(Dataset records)
^^^^
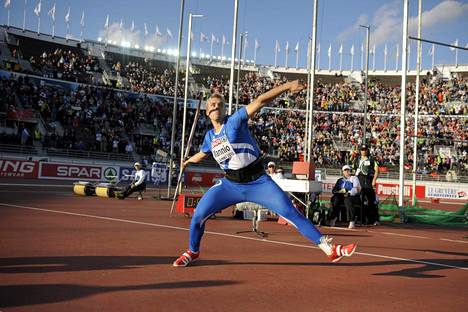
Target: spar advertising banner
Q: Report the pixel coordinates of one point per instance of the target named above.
(63, 171)
(12, 168)
(450, 192)
(157, 174)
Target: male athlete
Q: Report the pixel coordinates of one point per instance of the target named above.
(237, 153)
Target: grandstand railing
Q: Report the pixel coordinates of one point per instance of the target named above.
(88, 154)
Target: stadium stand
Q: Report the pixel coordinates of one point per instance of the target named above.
(131, 117)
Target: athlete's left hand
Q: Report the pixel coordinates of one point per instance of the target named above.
(296, 86)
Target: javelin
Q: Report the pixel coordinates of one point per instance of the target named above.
(187, 151)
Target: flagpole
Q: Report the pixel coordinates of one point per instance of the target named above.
(239, 64)
(255, 52)
(341, 57)
(362, 56)
(8, 17)
(401, 190)
(416, 105)
(233, 55)
(211, 48)
(187, 71)
(373, 58)
(433, 55)
(222, 48)
(318, 57)
(24, 15)
(397, 55)
(297, 58)
(276, 53)
(311, 84)
(385, 58)
(174, 105)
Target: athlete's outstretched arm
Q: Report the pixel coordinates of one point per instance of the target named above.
(292, 86)
(195, 158)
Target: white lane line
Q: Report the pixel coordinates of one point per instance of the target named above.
(454, 240)
(398, 234)
(228, 235)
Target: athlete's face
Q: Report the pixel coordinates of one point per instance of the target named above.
(215, 109)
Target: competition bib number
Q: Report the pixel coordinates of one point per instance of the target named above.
(222, 149)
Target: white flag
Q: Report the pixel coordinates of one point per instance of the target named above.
(169, 33)
(67, 17)
(52, 13)
(37, 9)
(277, 46)
(82, 19)
(455, 44)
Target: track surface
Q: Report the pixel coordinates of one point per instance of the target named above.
(61, 252)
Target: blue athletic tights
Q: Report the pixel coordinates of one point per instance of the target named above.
(263, 191)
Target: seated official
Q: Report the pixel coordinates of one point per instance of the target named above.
(138, 183)
(346, 192)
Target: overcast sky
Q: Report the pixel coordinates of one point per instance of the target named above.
(267, 21)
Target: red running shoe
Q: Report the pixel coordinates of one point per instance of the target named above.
(340, 251)
(186, 258)
(335, 252)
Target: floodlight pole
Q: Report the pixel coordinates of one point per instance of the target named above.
(416, 106)
(174, 106)
(404, 63)
(187, 69)
(364, 127)
(311, 84)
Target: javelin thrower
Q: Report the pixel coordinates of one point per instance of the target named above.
(237, 153)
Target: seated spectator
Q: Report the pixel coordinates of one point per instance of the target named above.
(138, 183)
(345, 192)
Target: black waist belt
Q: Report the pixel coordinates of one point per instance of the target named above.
(247, 174)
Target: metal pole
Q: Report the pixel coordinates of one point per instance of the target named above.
(364, 127)
(187, 69)
(306, 130)
(311, 83)
(416, 105)
(239, 64)
(404, 61)
(174, 106)
(233, 55)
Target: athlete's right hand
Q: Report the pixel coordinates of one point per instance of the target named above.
(296, 86)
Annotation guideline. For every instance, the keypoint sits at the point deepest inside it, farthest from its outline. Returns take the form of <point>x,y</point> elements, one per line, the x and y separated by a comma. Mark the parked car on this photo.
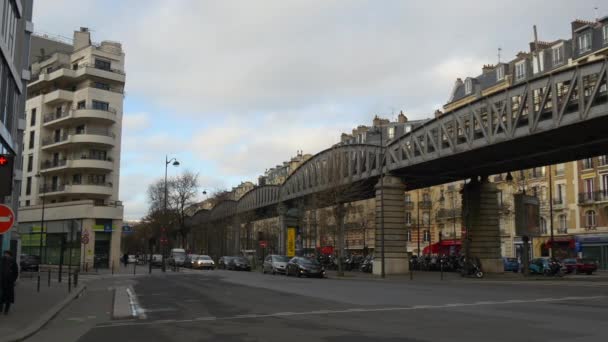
<point>222,263</point>
<point>239,263</point>
<point>511,264</point>
<point>299,266</point>
<point>190,260</point>
<point>177,257</point>
<point>275,264</point>
<point>576,265</point>
<point>29,262</point>
<point>157,260</point>
<point>203,262</point>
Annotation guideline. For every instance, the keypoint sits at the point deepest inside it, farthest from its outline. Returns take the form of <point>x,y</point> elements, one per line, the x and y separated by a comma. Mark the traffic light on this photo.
<point>6,174</point>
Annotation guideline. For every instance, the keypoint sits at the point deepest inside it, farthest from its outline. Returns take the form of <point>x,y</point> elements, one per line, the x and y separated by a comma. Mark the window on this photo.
<point>543,225</point>
<point>563,222</point>
<point>32,137</point>
<point>99,105</point>
<point>584,42</point>
<point>100,85</point>
<point>102,64</point>
<point>28,186</point>
<point>520,70</point>
<point>558,55</point>
<point>500,72</point>
<point>468,86</point>
<point>588,163</point>
<point>33,117</point>
<point>590,218</point>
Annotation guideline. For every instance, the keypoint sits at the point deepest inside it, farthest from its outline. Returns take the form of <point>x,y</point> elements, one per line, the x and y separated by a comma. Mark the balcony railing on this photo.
<point>594,196</point>
<point>444,213</point>
<point>425,204</point>
<point>49,164</point>
<point>52,188</point>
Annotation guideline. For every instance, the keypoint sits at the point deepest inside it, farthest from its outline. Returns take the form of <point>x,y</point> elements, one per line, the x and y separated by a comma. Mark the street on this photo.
<point>249,306</point>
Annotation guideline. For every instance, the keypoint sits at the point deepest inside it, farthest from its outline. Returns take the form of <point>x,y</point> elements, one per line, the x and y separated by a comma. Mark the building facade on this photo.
<point>69,194</point>
<point>15,30</point>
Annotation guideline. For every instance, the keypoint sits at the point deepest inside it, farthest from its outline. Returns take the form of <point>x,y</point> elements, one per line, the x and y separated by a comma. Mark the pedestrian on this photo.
<point>8,275</point>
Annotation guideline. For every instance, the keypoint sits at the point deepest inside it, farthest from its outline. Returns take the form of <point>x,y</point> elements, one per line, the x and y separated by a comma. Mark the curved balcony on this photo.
<point>93,137</point>
<point>103,189</point>
<point>51,166</point>
<point>83,114</point>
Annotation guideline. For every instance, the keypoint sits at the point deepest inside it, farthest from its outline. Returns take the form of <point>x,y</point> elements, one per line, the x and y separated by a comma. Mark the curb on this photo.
<point>46,317</point>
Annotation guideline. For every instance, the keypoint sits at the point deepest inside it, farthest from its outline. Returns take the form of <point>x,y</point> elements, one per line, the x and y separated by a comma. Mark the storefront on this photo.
<point>594,247</point>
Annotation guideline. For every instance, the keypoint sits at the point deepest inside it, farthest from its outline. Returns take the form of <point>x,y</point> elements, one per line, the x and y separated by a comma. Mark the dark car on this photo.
<point>223,262</point>
<point>239,264</point>
<point>29,262</point>
<point>305,267</point>
<point>573,265</point>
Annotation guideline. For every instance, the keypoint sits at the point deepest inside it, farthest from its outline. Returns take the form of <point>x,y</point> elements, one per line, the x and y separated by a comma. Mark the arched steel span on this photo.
<point>555,117</point>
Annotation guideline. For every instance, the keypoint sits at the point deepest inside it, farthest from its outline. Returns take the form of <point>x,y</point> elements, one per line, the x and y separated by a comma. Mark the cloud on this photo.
<point>135,122</point>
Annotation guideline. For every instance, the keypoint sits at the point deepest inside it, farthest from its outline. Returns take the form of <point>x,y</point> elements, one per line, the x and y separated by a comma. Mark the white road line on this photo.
<point>357,310</point>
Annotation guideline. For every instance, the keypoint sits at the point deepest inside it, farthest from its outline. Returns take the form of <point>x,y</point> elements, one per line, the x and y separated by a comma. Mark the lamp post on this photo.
<point>175,163</point>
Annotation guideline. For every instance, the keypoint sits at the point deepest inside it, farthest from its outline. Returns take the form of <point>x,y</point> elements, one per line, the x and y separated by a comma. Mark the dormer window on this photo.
<point>520,70</point>
<point>500,72</point>
<point>468,86</point>
<point>557,53</point>
<point>584,42</point>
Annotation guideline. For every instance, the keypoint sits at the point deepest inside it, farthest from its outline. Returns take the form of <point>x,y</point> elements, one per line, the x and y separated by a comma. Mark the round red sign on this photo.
<point>7,218</point>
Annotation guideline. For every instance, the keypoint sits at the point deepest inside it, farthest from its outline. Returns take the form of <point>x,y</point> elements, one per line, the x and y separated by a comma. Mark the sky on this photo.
<point>232,88</point>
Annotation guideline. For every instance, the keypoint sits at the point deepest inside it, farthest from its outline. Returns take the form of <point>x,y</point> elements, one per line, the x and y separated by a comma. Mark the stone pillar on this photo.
<point>390,211</point>
<point>482,223</point>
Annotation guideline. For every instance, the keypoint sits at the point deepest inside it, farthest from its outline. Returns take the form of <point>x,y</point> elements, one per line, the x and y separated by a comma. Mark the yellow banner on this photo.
<point>291,242</point>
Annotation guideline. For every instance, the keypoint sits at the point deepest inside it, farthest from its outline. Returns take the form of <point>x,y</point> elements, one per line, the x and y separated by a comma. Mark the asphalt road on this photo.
<point>243,306</point>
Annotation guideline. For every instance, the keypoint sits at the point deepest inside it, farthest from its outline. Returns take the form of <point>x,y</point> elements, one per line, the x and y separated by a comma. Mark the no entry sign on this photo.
<point>7,218</point>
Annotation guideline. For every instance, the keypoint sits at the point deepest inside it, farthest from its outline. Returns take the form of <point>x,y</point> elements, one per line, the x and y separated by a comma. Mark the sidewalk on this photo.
<point>32,309</point>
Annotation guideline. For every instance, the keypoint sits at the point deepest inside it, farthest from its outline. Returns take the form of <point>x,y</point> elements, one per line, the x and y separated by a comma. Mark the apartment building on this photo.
<point>72,145</point>
<point>15,30</point>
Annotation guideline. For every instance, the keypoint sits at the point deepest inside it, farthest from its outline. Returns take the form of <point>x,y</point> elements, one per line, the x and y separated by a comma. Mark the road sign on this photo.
<point>6,174</point>
<point>7,218</point>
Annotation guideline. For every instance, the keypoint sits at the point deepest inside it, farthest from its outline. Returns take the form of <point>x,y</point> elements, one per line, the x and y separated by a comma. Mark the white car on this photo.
<point>203,262</point>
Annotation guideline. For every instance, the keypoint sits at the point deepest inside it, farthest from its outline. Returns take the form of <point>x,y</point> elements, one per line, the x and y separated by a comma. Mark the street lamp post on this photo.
<point>175,163</point>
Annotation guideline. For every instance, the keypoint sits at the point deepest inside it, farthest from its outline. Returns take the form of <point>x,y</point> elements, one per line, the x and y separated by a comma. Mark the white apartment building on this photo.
<point>72,152</point>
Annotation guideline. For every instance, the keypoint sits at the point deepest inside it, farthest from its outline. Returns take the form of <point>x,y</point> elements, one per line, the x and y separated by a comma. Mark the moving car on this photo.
<point>222,263</point>
<point>29,262</point>
<point>203,262</point>
<point>239,263</point>
<point>275,264</point>
<point>510,264</point>
<point>300,266</point>
<point>575,265</point>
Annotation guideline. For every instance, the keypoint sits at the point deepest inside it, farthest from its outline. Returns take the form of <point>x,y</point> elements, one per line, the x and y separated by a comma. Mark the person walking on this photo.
<point>8,275</point>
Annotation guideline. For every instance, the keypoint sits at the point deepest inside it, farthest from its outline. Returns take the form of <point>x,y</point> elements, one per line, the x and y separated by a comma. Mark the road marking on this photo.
<point>355,310</point>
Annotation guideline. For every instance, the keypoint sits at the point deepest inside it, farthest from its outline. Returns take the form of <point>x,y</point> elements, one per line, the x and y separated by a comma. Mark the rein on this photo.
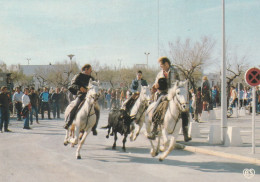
<point>179,116</point>
<point>146,106</point>
<point>91,106</point>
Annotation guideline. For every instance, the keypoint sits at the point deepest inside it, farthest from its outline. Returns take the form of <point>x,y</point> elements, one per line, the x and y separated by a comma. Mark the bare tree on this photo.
<point>236,68</point>
<point>190,57</point>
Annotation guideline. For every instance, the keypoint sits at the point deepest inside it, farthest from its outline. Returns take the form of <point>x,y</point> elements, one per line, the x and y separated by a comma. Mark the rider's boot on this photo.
<point>72,114</point>
<point>97,111</point>
<point>154,132</point>
<point>185,126</point>
<point>185,134</point>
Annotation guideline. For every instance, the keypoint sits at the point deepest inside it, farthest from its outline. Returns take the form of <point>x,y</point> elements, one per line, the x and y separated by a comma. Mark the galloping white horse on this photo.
<point>85,118</point>
<point>170,128</point>
<point>138,111</point>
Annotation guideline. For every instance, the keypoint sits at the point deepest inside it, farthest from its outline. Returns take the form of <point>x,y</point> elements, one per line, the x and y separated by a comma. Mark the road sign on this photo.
<point>252,77</point>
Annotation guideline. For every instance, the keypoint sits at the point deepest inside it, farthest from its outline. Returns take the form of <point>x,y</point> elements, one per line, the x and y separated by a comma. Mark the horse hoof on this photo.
<point>160,159</point>
<point>156,153</point>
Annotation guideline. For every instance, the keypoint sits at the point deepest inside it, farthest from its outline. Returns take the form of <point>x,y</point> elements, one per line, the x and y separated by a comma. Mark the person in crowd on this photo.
<point>45,97</point>
<point>192,102</point>
<point>135,88</point>
<point>113,99</point>
<point>214,93</point>
<point>34,99</point>
<point>118,95</point>
<point>79,88</point>
<point>55,97</point>
<point>4,109</point>
<point>233,97</point>
<point>39,92</point>
<point>26,108</point>
<point>198,109</point>
<point>205,93</point>
<point>241,94</point>
<point>101,98</point>
<point>108,99</point>
<point>17,100</point>
<point>122,96</point>
<point>258,99</point>
<point>171,75</point>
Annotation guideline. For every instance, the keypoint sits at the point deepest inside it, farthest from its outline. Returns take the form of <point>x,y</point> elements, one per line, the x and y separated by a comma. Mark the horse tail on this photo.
<point>105,127</point>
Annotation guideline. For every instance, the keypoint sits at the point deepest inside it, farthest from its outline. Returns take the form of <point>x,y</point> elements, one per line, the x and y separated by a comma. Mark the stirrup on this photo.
<point>152,136</point>
<point>66,126</point>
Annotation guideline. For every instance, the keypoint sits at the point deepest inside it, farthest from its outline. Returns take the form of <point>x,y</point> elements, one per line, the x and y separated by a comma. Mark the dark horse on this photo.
<point>120,122</point>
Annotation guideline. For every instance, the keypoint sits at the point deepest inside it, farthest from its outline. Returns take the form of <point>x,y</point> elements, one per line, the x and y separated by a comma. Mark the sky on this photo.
<point>121,31</point>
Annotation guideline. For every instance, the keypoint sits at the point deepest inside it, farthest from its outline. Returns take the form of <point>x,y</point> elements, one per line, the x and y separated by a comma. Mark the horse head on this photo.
<point>93,90</point>
<point>179,93</point>
<point>145,93</point>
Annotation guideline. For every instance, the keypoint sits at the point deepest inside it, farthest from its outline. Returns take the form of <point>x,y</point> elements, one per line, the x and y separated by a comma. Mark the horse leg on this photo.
<point>66,139</point>
<point>140,125</point>
<point>115,138</point>
<point>124,141</point>
<point>75,139</point>
<point>170,148</point>
<point>132,129</point>
<point>165,144</point>
<point>172,142</point>
<point>108,132</point>
<point>78,156</point>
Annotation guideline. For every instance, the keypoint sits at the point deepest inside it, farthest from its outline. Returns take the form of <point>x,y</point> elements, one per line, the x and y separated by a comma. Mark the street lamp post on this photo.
<point>147,54</point>
<point>70,56</point>
<point>223,79</point>
<point>28,59</point>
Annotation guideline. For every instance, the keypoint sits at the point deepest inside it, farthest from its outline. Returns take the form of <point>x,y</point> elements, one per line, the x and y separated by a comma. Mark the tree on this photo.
<point>58,74</point>
<point>236,68</point>
<point>189,58</point>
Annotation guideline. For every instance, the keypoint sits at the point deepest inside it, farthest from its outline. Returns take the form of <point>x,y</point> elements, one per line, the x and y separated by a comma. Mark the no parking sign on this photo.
<point>252,78</point>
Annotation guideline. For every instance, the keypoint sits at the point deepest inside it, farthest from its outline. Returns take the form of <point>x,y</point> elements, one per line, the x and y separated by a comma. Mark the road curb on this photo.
<point>216,153</point>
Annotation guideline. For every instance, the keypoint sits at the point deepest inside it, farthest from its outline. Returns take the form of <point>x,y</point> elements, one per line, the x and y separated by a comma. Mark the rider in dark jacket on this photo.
<point>79,87</point>
<point>135,89</point>
<point>171,75</point>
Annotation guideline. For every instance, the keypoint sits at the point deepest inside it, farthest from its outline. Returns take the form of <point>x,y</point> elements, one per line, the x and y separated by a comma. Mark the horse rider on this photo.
<point>79,88</point>
<point>171,75</point>
<point>135,89</point>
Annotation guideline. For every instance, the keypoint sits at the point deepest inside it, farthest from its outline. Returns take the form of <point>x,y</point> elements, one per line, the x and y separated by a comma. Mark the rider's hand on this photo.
<point>82,89</point>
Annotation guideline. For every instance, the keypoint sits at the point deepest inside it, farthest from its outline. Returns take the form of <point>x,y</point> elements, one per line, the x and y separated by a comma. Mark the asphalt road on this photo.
<point>38,155</point>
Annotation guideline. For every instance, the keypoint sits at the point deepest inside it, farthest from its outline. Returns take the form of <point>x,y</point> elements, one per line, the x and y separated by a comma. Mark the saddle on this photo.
<point>130,103</point>
<point>160,111</point>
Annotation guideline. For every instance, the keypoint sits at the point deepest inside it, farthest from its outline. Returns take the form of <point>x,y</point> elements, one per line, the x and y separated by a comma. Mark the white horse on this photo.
<point>177,97</point>
<point>85,118</point>
<point>138,110</point>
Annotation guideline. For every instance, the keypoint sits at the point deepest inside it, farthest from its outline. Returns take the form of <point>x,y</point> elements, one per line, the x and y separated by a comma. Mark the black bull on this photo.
<point>120,122</point>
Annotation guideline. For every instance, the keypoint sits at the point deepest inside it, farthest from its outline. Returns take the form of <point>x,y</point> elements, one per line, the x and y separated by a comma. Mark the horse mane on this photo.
<point>172,91</point>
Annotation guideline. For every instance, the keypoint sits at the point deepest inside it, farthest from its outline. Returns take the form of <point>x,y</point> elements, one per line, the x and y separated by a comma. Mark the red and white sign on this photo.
<point>252,77</point>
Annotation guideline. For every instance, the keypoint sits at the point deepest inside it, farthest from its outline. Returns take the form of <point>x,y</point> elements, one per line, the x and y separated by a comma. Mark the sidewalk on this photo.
<point>243,152</point>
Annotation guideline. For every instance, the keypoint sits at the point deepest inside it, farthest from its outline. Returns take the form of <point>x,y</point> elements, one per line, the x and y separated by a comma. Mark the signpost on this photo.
<point>252,78</point>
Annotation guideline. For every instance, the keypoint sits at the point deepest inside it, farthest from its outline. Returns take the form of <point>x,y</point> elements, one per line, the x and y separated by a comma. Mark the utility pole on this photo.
<point>223,80</point>
<point>28,59</point>
<point>147,54</point>
<point>119,60</point>
<point>71,56</point>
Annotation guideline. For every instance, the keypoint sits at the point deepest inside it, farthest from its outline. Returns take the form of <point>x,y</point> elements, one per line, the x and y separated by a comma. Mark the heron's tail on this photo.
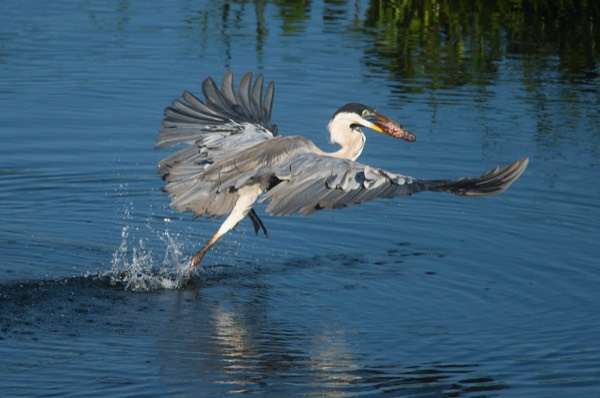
^^^^
§ **WHAT THE EXERCISE ASKS**:
Rewrite the lines starting at the one containing "galloping white horse on this photo." and ending at the one containing "<point>138,111</point>", changing "keypoint" to "marker" and leaving everything else the same.

§ **TASK RESULT**:
Annotation guideline. For every instance, the marker sits at the point deepest inside it, farthest from its outline. Returns take the form of <point>x,y</point> elements, one per line, the x and y separated by a comma. Mark the galloping white horse on this photo.
<point>85,118</point>
<point>170,128</point>
<point>138,111</point>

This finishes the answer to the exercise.